---------- Quoted passage

Digital Media News (week 25)
13 June 2011
Weekly bulletin collating public sector, industry and company news for creative industries by David Hartley
Public sector news
From the Technology Strategy Board.
The Technology Strategy Board is to provide funding totalling £182,000 to short-term collaborative projects that will research and develop new metadata production tools.
Four consortia have been awarded funding, led by Festival Productions Ltd, the Royal Institute of British Architects, Support Partners and wireWAX Ltd.
The second strand of the competition, opens 13 June 2011 and closes on 21 July 2011.
From IC Tomorrow.
The Pathways 2050 online serious game developed by the Department of Energy and Climate Change is a novel way to engage consumers of energy.
They will shortly be announcing the commission of a competition to develop a new version of the Pathways 2050 application as a pervasive Serious Game.
There will be a cross KTN Summer workshop event hosted by Bloomberg New Energy Finance to seek input from software developers and other members of the creative, digital and energy communities to broker partnerships and bid for a contract to develop the 2012 Pathways 2050 Calculator.
From the Guardian.
UKTV, owner of channels including Gold and Dave, is to make its first foray into product placement in a multi-layered deal with the owner of Friends Reunited that includes co-funding a new TV show and programme naming rights. The pay-TV broadcaster has struck the product placement deal with Brightsolid, the DC Thomson-owned company that is home to online genealogy tools including Find My Past and Genes Reunited, to launch a show on factual channel Yesterday.
Scottish studio overcoming past troubles as title’s platforms confirmed. UTV Ignition has announced that it will be publishing Denki’s casual word game title Quarrel for iOS and console download platforms over the remainder of 2011. The announcement, which was made at the ongoing E3 event in L.A., marks the conclusion of a difficult development for the game.

--------------------
---------- Dataset extract

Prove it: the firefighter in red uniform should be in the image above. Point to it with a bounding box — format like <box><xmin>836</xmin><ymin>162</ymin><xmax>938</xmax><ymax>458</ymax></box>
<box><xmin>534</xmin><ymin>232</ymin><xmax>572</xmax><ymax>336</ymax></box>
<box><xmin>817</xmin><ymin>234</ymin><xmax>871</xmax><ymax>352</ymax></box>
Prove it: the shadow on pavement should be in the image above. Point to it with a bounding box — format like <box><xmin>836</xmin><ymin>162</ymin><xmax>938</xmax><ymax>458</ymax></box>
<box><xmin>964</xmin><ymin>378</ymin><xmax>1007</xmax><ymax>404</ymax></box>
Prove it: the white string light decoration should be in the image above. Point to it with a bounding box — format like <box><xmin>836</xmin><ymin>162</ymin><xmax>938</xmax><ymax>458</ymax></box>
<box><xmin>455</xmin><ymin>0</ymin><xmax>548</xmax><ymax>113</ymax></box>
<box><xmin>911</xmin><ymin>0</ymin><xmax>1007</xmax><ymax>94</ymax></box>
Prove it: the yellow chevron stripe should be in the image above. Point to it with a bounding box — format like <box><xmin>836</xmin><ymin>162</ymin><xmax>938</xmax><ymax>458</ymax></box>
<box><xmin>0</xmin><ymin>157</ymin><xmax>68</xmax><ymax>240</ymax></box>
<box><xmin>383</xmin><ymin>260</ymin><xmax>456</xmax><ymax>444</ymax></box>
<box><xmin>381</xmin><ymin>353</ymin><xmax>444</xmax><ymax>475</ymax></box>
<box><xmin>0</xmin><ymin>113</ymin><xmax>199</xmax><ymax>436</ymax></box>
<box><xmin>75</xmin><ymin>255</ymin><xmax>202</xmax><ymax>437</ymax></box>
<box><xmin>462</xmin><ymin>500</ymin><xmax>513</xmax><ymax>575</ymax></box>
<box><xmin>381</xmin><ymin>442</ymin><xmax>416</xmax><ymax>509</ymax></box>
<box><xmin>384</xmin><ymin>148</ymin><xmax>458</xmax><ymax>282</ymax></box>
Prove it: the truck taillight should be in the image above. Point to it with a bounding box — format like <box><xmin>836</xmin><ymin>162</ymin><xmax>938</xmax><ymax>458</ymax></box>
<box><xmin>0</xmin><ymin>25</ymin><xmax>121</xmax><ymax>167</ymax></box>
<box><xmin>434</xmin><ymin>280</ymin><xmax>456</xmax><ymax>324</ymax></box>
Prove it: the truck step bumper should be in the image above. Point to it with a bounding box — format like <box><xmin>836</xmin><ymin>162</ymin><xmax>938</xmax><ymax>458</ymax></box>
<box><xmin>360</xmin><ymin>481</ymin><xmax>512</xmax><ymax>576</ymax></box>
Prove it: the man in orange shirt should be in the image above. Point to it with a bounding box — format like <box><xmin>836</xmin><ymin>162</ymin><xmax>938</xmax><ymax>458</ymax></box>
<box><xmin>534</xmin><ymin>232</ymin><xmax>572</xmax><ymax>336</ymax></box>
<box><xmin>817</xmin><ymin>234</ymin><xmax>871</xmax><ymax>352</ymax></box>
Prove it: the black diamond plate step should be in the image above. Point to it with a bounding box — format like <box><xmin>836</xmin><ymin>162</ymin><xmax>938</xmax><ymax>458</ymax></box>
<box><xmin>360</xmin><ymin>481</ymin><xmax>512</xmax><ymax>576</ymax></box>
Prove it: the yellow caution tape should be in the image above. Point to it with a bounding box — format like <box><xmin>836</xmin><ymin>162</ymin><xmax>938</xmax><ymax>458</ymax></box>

--------------------

• What you need to do: Write out the passage of the digital media news bulletin above that begins with "Digital Media News" and ends with "21 July 2011.", copying it word for word.

• Final answer:
Digital Media News (week 25)
13 June 2011
Weekly bulletin collating public sector, industry and company news for creative industries by David Hartley
Public sector news
From the Technology Strategy Board.
The Technology Strategy Board is to provide funding totalling £182,000 to short-term collaborative projects that will research and develop new metadata production tools.
Four consortia have been awarded funding, led by Festival Productions Ltd, the Royal Institute of British Architects, Support Partners and wireWAX Ltd.
The second strand of the competition, opens 13 June 2011 and closes on 21 July 2011.